» **EXERCISE**:
Beneath this line is the data. Output exactly the lines from the line with "det: chair slatted back" to the line with "det: pint of beer", both ends included, and nothing more.
[Start of Attachment]
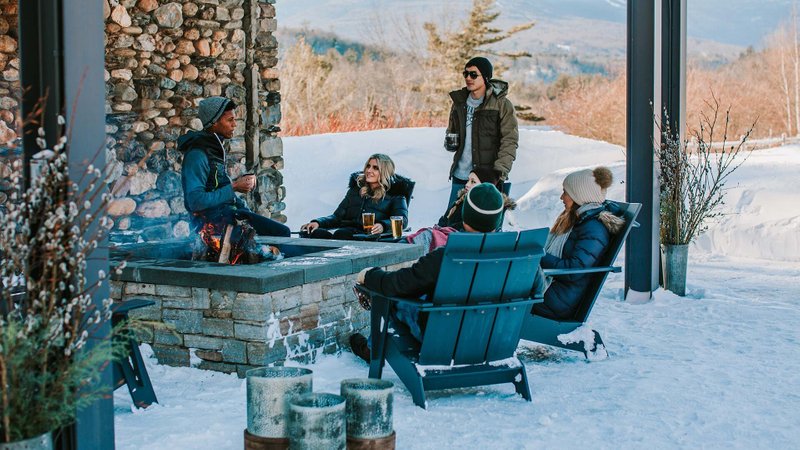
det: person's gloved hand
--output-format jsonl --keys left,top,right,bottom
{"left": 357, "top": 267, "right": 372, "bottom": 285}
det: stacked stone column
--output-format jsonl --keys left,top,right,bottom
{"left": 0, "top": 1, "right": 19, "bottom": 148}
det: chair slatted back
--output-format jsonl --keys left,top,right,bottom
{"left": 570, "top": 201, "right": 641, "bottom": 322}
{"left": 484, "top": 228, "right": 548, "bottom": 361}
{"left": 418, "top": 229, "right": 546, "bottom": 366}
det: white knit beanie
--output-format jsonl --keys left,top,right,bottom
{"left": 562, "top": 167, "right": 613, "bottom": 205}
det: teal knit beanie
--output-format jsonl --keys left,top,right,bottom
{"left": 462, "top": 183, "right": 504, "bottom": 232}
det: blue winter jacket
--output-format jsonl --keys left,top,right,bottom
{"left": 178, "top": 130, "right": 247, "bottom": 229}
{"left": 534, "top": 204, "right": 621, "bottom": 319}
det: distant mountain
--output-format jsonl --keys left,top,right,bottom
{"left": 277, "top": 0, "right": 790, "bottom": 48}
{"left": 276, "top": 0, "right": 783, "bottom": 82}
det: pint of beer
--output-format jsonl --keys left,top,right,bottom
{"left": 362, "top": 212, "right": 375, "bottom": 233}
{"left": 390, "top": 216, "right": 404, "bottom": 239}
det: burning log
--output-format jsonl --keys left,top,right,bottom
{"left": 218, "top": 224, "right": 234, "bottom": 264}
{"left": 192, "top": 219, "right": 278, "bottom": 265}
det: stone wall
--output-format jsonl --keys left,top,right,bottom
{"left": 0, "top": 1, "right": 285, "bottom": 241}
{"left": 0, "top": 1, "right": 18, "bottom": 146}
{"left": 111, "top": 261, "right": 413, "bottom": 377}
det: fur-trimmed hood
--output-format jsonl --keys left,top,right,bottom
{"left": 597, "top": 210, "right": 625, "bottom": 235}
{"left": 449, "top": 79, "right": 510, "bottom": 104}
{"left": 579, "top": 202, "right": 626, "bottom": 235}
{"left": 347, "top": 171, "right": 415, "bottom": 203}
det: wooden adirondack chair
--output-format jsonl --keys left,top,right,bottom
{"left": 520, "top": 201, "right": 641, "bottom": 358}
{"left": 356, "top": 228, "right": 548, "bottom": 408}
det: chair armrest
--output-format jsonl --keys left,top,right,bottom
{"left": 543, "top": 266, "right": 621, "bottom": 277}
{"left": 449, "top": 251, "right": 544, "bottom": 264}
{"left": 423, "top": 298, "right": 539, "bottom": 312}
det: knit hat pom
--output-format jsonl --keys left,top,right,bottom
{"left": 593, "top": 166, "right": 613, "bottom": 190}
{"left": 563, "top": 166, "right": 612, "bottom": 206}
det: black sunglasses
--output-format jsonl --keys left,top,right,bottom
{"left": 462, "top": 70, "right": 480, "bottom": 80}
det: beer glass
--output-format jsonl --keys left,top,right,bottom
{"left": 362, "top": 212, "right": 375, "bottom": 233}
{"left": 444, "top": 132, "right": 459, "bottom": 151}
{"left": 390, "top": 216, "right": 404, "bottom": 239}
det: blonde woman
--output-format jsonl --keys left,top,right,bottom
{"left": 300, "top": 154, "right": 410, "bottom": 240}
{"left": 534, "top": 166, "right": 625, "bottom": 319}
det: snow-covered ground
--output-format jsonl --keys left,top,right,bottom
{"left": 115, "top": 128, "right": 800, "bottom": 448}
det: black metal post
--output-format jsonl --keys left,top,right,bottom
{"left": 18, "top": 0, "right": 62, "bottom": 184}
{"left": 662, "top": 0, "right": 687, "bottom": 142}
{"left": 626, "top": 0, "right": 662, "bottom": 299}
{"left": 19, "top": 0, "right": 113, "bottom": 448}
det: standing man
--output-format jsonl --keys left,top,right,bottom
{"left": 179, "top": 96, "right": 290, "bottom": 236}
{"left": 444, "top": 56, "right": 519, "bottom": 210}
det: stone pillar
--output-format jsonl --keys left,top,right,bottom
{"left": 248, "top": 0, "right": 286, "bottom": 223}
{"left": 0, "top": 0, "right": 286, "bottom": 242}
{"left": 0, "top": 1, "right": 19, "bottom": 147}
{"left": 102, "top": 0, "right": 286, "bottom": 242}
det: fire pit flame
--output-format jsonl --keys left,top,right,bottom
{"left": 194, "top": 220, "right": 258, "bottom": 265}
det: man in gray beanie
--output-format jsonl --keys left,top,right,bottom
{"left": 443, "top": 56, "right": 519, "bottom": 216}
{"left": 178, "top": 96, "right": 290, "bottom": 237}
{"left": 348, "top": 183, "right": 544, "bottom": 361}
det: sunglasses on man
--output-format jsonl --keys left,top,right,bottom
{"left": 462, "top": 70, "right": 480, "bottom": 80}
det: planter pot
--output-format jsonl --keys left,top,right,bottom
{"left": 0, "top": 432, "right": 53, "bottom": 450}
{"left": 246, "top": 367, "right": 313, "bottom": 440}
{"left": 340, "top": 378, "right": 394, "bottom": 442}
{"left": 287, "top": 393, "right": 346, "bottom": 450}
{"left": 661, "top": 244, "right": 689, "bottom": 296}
[End of Attachment]
» **RESPONSE BELOW**:
det: chair slatted back
--output-format jsonl --keys left,top,right,bottom
{"left": 570, "top": 201, "right": 641, "bottom": 322}
{"left": 484, "top": 228, "right": 548, "bottom": 361}
{"left": 418, "top": 229, "right": 546, "bottom": 366}
det: white knit beanie
--output-format jsonl --keys left,top,right,bottom
{"left": 562, "top": 167, "right": 613, "bottom": 205}
det: teal knit beanie
--output-format jsonl --keys left,top,right,bottom
{"left": 462, "top": 183, "right": 504, "bottom": 232}
det: blue winter jacket
--output-format jsonl --keys left,top,right,bottom
{"left": 178, "top": 130, "right": 247, "bottom": 229}
{"left": 534, "top": 204, "right": 621, "bottom": 319}
det: distant mountain
--output-format jsonl --keys left,top,right,bottom
{"left": 277, "top": 0, "right": 790, "bottom": 48}
{"left": 276, "top": 0, "right": 783, "bottom": 82}
det: pint of beer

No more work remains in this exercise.